Stored data entries
━━━━━━━━━━━━━━━━
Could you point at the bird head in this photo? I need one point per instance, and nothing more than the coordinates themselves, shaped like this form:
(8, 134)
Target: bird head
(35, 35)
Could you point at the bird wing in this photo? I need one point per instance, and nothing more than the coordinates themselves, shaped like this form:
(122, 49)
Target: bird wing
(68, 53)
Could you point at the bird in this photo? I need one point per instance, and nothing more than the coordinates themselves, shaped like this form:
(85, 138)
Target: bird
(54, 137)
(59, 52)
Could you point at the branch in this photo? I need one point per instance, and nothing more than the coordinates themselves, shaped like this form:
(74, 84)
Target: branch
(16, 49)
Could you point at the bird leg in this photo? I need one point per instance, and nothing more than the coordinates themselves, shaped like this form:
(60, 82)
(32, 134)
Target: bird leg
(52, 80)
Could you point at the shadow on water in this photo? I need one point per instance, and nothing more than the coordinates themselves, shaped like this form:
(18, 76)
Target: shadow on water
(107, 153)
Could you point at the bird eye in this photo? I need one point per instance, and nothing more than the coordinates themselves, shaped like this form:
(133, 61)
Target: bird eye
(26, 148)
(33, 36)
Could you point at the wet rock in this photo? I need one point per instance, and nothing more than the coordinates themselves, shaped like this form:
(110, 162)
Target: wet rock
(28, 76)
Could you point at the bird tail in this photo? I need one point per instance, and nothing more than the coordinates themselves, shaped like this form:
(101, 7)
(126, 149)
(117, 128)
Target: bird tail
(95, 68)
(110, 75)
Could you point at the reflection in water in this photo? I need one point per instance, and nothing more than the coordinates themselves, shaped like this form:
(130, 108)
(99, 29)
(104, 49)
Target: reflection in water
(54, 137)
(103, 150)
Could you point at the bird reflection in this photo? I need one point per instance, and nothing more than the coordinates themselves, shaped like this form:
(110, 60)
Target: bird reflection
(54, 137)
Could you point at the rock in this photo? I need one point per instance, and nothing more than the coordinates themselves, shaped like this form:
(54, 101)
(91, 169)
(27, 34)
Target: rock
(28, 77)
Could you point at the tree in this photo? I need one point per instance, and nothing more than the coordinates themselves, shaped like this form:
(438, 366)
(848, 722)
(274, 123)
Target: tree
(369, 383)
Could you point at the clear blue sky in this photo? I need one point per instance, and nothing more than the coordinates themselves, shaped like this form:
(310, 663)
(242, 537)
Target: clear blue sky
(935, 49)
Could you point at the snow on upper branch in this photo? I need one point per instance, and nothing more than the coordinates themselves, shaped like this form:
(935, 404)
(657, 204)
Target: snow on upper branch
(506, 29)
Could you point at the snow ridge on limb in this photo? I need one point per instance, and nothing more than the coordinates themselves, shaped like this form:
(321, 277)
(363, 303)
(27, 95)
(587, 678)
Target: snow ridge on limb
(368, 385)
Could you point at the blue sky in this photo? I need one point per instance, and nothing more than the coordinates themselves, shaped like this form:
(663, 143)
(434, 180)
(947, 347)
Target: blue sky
━━━━━━━━━━━━━━━━
Write out the data exactly as it stands.

Could you point at the bird head in this photo? I need one point per instance, and nothing more than the coordinates themselves, shaped like this form:
(8, 134)
Target: bird head
(35, 35)
Could you point at the bird wing in this photo? I need one point per instance, and nothing more than the coordinates themselves, shaped like this form:
(122, 49)
Target: bird wing
(68, 53)
Could you point at the bird in this photo? I need one point per instance, and nothing more than the coordinates themselves, shaped like this form:
(85, 138)
Target: bird
(54, 137)
(59, 52)
Could you point at the branch in this photo? I need one point per instance, and nothing more than the coordinates themselves, shaped like this form:
(74, 84)
Target: branch
(16, 49)
Could you point at the bird leg in this photo? I need one point per instance, and nothing more than the coordinates themselves, shaped like this form:
(60, 82)
(32, 134)
Target: bird leg
(52, 80)
Could you point at the shadow on water in this photo? I need one point per instance, and nothing more than the coordinates themselves, shaped like this form:
(18, 76)
Target: shadow on water
(107, 153)
Could you point at the bird eye in this photo? I need one point per instance, and nothing more than the coordinates themselves, shaped like this form:
(133, 61)
Target: bird eye
(26, 148)
(33, 36)
Could you point at the wet rock in this photo? I need one point per instance, and nothing more than the coordinates themselves, shaped like this form:
(110, 162)
Target: wet rock
(28, 76)
Could you point at the bird tail in this photo? I need one point per instance, and nothing more than the coordinates themselves, shaped like this form:
(101, 7)
(126, 149)
(117, 128)
Target: bird tail
(95, 68)
(110, 75)
Could you point at the reflection in water in this photo? I need one point per instance, and nothing more than the coordinates themselves, shaped like this form:
(130, 108)
(99, 29)
(104, 49)
Target: reflection in water
(54, 137)
(103, 150)
Could you point at the bird reflection in this photo? I need one point per instance, and nothing more than the coordinates themselves, shaped like this form:
(110, 60)
Target: bird reflection
(54, 137)
Could you point at the rock in this photo? I need one point per instance, and nothing more than the coordinates themselves, shaped like this form:
(54, 101)
(91, 169)
(27, 34)
Target: rock
(28, 77)
Could you point at the tree in this photo? I need one point per instance, and nothing more than the coordinates themselves, shaped like this form:
(438, 366)
(848, 722)
(274, 123)
Target: tree
(369, 383)
Could you point at the clear blue sky in this photo? I need one point per instance, and nothing more than the coordinates themselves, shaped like this form:
(310, 663)
(242, 537)
Target: clear blue sky
(935, 49)
Could you point at the snow on upper branch in this photo? I need one point per instance, and nothing more than the coordinates themselves, shaped like this form:
(935, 404)
(657, 204)
Target: snow on upper branch
(506, 29)
Could you point at the snow ridge on limb in this photo? I need one point per instance, and nothing more than the coordinates themselves, shaped like this form:
(321, 277)
(363, 303)
(27, 95)
(587, 678)
Target: snow ridge on limb
(368, 385)
Could you point at the blue sky in this photo? I need one point per instance, and nothing more than the coordinates themselves, shaped like this form:
(663, 143)
(434, 180)
(947, 347)
Target: blue sky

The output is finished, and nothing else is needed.